[Directions]
1. Answer these questions from the passage about the lion film:
(a) What did Noel make the actors' safe word?
(b) Which lion had pinned John years before cameras started rolling?
(c) What had the family already sold to keep the project afloat?
2. Please repeat word for word the part of the passage about the lion film that opens with the words containing "Noel also insisted" and closes with "the project afloat.".
3. Carry the passage about the lion film forward by writing the next part after its last sentence.

[Study text]
- - - - - - -

In another scene that is in the film, Griffith is seen lying on the floor when a lion straddles her, clamps down on her head and drags her by her hair. Noel had unwisely made the actors’ safe word his own first name, so it was practically indistinguishable when she begins yelling “No!” and then “Noel!” The director “doesn’t do f***ing anything” when she yells it, John recalls. “So I stepped in and I got yelled at for that, too.”

Noel also insisted that Tonga Ru, the lion that had pinned John years before cameras started rolling, be in the same shot with the son he stalked to ratchet up tension. “It was actually a good dynamic, although dangerous. I mean, any parent who would put his children through what…,” John says before cutting himself off.

There were reasons why the family members knew they couldn’t quit, though. And they mostly dealt in dollars and cents. “After the first year, even though you wanted to quit, you knew that the family had everything invested in it,” John says. “You couldn’t replace yourself.” The family had already sold numerous properties to keep the project afloat.

- - - - - - -

[Data extracts]

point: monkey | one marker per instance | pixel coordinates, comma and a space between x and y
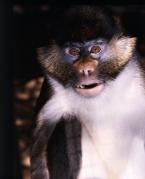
91, 121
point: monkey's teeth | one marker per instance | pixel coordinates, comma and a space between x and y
81, 86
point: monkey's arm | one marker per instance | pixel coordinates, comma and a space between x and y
41, 135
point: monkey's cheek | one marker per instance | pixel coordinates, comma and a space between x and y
90, 92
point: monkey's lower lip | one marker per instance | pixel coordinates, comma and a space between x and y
89, 89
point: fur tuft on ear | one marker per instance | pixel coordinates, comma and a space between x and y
123, 48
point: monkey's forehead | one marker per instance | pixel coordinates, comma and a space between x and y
82, 23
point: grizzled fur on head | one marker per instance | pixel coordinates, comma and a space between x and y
82, 22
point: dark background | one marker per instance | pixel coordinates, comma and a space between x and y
24, 27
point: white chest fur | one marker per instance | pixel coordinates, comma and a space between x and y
113, 126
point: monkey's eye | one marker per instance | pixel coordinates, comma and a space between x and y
95, 49
73, 51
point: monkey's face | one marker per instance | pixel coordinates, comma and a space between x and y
97, 62
88, 66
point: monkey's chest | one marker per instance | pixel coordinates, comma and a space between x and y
111, 151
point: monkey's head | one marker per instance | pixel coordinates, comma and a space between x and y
88, 50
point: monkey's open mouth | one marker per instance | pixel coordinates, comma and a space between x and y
89, 86
89, 89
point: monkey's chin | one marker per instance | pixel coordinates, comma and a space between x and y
90, 92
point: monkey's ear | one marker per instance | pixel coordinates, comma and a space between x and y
124, 47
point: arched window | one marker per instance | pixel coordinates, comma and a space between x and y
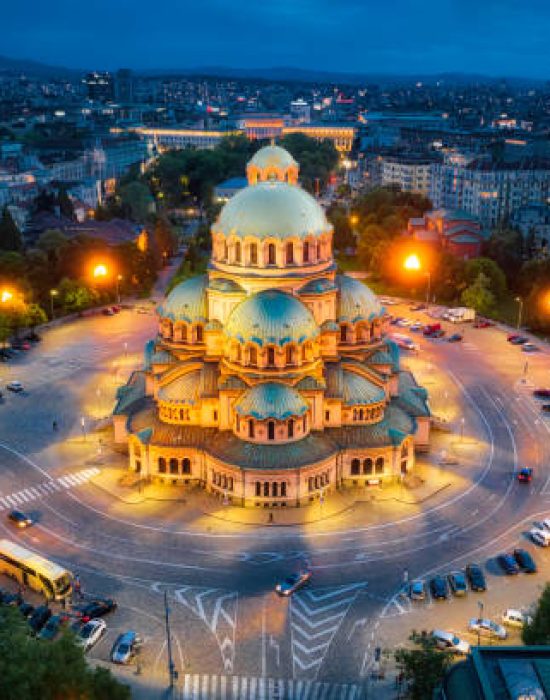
290, 253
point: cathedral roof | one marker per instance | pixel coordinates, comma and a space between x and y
186, 302
271, 317
271, 400
356, 302
272, 210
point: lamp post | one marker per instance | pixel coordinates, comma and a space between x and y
53, 294
520, 311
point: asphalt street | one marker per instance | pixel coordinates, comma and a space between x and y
230, 631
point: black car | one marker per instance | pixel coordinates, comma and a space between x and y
439, 588
39, 618
525, 561
95, 608
476, 577
508, 564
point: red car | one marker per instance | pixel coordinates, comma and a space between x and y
525, 475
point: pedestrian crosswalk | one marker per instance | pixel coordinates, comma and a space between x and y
198, 686
18, 499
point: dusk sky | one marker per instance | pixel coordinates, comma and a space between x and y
492, 37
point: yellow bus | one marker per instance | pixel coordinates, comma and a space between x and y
34, 571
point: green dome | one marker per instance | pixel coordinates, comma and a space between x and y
271, 317
186, 302
272, 209
273, 157
271, 400
356, 302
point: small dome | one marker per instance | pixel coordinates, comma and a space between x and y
271, 400
272, 210
356, 301
186, 302
273, 157
271, 317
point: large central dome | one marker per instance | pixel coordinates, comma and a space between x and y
272, 210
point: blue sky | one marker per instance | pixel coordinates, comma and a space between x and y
504, 37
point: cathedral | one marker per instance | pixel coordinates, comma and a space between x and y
271, 381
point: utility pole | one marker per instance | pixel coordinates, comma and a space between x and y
172, 673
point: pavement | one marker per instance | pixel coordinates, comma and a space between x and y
217, 565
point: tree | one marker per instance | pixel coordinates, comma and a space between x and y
478, 295
423, 667
49, 671
10, 237
538, 632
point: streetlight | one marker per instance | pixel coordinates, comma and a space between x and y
53, 293
520, 311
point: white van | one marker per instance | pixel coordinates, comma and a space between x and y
540, 537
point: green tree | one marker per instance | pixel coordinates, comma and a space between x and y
55, 670
423, 666
538, 632
10, 237
478, 295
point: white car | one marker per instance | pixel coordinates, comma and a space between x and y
447, 641
487, 628
516, 618
15, 386
540, 537
91, 633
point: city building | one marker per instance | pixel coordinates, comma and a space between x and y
272, 381
498, 672
452, 230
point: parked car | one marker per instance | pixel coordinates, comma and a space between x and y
447, 641
19, 519
525, 561
525, 475
439, 588
417, 590
52, 627
540, 536
508, 564
39, 618
91, 633
516, 618
487, 628
125, 648
476, 577
95, 608
291, 584
14, 386
457, 582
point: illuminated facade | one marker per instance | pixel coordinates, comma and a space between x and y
271, 381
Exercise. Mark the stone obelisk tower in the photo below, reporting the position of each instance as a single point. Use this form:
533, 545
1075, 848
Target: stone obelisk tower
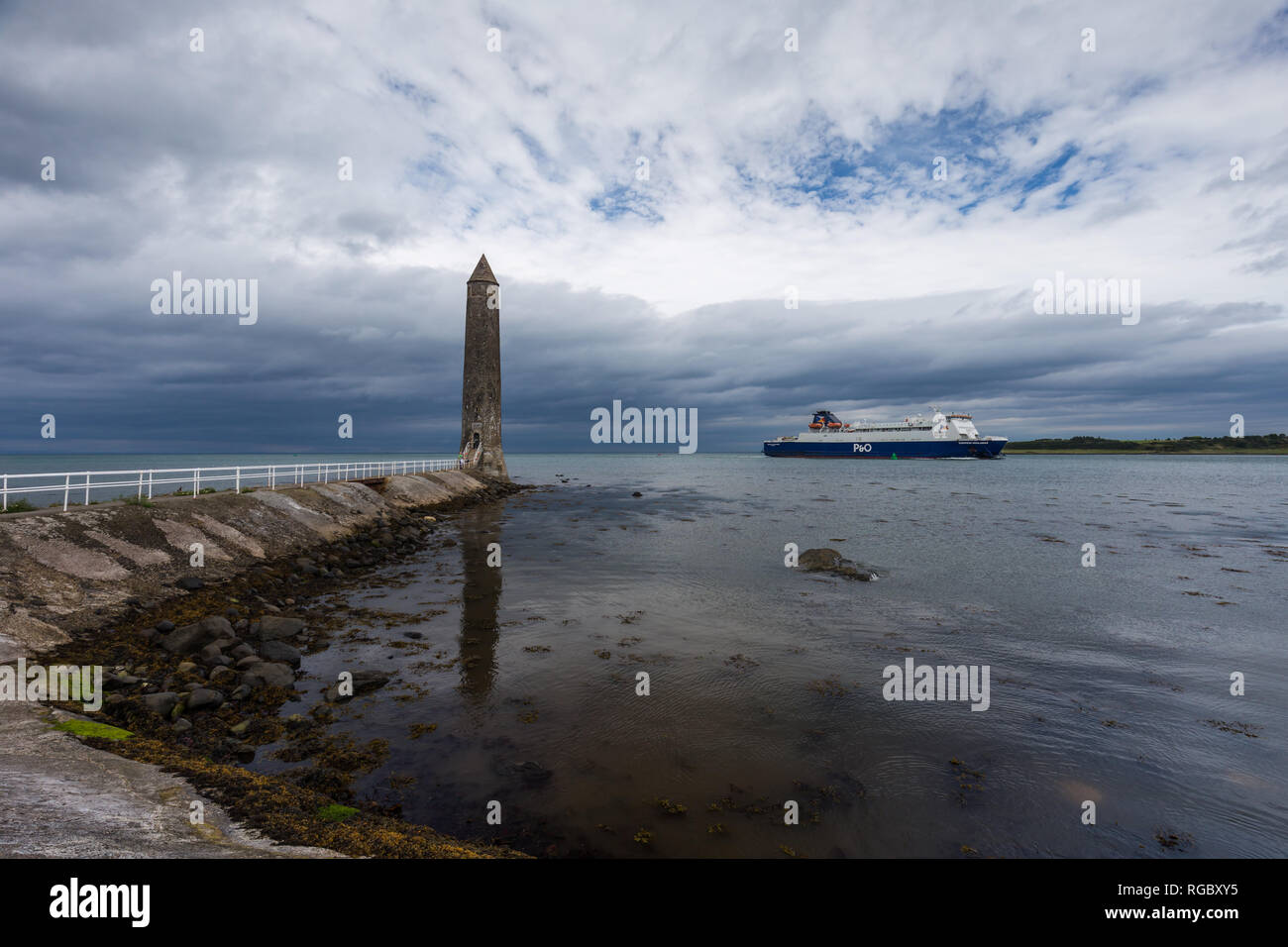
481, 386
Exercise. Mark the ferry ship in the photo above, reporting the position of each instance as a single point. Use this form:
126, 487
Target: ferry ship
941, 436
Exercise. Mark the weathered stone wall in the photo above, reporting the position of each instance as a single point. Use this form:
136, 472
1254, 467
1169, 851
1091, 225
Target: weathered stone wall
64, 571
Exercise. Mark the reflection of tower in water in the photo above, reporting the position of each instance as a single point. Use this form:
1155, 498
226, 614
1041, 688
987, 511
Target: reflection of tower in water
480, 599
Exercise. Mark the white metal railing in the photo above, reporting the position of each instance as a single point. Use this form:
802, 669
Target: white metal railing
270, 475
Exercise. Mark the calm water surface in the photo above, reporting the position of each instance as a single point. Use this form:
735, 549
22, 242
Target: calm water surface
1109, 684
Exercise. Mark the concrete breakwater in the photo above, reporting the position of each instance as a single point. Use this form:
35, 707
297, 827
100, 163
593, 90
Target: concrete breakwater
198, 661
75, 570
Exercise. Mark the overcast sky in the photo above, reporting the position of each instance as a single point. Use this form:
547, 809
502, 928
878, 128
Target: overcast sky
767, 169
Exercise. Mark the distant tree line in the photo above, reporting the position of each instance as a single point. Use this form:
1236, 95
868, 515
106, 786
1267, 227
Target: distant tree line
1183, 445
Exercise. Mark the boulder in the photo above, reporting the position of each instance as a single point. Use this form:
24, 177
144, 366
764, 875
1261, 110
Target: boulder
274, 626
205, 698
161, 702
831, 561
364, 682
268, 674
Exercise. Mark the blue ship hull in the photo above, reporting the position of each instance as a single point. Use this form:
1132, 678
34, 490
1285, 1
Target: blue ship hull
885, 449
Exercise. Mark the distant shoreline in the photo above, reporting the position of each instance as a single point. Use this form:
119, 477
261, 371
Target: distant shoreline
1120, 453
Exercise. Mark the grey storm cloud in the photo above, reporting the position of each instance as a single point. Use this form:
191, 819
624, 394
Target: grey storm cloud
658, 291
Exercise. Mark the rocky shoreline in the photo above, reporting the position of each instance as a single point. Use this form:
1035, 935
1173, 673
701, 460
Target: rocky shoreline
196, 682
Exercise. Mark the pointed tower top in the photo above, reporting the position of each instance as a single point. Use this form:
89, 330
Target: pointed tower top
483, 272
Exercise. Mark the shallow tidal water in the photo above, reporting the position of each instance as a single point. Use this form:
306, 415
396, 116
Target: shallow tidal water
1108, 684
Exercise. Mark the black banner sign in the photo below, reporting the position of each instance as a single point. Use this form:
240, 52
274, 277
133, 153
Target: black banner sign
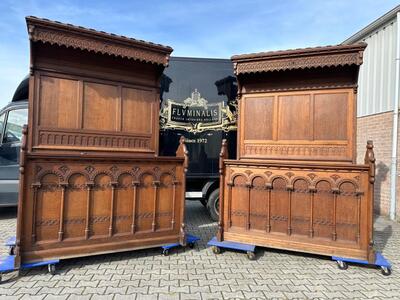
195, 114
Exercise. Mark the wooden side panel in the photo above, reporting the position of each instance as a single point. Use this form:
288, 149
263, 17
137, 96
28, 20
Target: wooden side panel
75, 207
294, 117
165, 202
75, 113
59, 102
347, 219
145, 204
100, 206
258, 204
279, 206
123, 206
262, 109
100, 106
239, 203
323, 204
300, 208
330, 116
47, 209
137, 107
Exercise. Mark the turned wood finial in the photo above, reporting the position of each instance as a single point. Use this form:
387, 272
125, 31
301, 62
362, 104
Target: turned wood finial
370, 160
183, 152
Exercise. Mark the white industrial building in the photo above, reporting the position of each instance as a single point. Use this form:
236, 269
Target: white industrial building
378, 106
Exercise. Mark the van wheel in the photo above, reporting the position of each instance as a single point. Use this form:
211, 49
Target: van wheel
213, 205
204, 202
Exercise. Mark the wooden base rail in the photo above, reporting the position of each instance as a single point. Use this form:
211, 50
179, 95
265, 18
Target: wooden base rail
323, 208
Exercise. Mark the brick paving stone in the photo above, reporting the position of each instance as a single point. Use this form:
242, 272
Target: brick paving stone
200, 274
56, 297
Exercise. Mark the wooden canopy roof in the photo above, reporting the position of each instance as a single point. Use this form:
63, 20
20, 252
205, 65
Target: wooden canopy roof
339, 55
77, 37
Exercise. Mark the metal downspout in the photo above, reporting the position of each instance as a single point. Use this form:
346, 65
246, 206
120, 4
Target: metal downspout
393, 169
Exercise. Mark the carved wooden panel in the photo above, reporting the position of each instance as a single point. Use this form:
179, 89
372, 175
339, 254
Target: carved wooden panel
72, 204
304, 125
320, 209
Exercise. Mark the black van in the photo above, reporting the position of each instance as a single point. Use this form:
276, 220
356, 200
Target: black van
197, 100
12, 119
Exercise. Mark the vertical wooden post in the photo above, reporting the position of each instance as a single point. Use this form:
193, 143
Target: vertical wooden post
228, 204
182, 152
369, 160
111, 225
156, 185
22, 162
174, 183
312, 190
290, 191
268, 226
61, 220
248, 186
89, 187
336, 192
222, 156
135, 185
35, 187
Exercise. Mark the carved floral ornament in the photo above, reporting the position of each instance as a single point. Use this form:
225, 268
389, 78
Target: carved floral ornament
55, 33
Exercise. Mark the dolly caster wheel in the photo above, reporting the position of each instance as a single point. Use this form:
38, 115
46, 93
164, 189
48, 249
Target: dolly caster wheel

- - - - - - -

[Answers for the exercise]
1.
(a) His own first name.
(b) Tonga Ru.
(c) Numerous properties.

2.
Noel also insisted that Tonga Ru, the lion that had pinned John years before cameras started rolling, be in the same shot with the son he stalked to ratchet up tension. “It was actually a good dynamic, although dangerous. I mean, any parent who would put his children through what…,” John says before cutting himself off.

There were reasons why the family members knew they couldn’t quit, though. And they mostly dealt in dollars and cents. “After the first year, even though you wanted to quit, you knew that the family had everything invested in it,” John says. “You couldn’t replace yourself.” The family had already sold numerous properties to keep the project afloat.

3.
Not only were there literally lion bites galore, the production was generally snake-bitten as a whole. In February 1978, a flood destroyed the set and four members of the sound team had to be rescued. Three lions, including Robbie — the film’s ruler of the pack — were shot and killed by law enforcement agents after escaping the property. A bushfire neared the set in 1979, which resulted in Noel getting clawed by a jaguar as he tried to protect the animals. According to Vice, during production it was suggested that due to Noel’s involvement, Roar was being struck by “the curse of The Exorcist,” the fable attached to deaths and mishaps surrounding the Friedkin film he had produced. All told, Roar took 11 years to complete from conceptualization to release. It reportedly only earned $2 million, though Alamo Drafthouse re-released the film in 2015.

“This film should have never been done,” John admits. “It was insane, and I don’t miss a moment of it.”

Marshall and Hedren divorced within a year of the film’s release. “I could kind of tell that they were just staying together because they knew they had to finish it,” John says. “They were going to walk away with nothing? They’d have half a film.” To John’s knowledge, his father and Griffith never spoke again after completing publicity on the film.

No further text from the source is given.